* MATERIAL
(begin)
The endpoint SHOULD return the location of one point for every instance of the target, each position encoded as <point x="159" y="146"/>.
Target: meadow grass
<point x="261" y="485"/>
(end)
(begin)
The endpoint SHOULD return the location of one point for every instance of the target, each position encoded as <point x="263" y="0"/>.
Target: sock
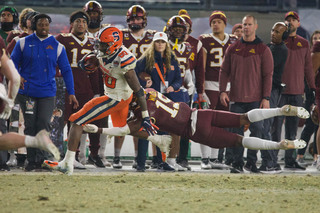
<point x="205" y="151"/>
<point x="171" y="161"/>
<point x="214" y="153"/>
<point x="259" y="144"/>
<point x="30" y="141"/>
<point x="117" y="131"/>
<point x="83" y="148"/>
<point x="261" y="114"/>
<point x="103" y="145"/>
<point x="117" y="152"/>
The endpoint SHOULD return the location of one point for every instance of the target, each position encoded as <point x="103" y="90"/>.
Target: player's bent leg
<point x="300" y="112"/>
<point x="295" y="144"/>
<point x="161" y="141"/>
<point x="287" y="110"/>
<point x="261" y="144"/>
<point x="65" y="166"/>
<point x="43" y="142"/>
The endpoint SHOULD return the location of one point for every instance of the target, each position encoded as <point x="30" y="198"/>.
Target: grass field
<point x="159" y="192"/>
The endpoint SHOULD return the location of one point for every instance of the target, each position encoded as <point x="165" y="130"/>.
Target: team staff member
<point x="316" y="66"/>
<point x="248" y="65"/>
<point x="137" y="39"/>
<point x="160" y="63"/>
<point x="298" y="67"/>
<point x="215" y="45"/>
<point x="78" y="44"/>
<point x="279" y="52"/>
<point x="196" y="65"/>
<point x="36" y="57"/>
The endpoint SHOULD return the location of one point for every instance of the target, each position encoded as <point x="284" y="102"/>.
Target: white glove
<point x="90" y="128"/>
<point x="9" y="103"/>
(end)
* TASK OBJECTIVE
How many lines in the items above contain the string "SHOULD"? Reply with the number alone.

* ANSWER IN FULL
6